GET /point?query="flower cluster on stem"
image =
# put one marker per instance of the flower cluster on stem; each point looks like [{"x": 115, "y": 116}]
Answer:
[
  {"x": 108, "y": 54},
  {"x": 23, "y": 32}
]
┄┄┄┄┄┄
[Required work]
Recast every line of the data above as a Markdown table with two columns, Number and Entry, leaving out any blank lines.

[Response to the exercise]
| Number | Entry |
|---|---|
| 1 | GET /point?query="flower cluster on stem" |
| 2 | image = |
| 3 | # put one marker per instance of the flower cluster on stem; each point looks like [{"x": 115, "y": 116}] |
| 4 | Answer: |
| 5 | [ |
| 6 |   {"x": 108, "y": 54}, |
| 7 |   {"x": 23, "y": 32} |
| 8 | ] |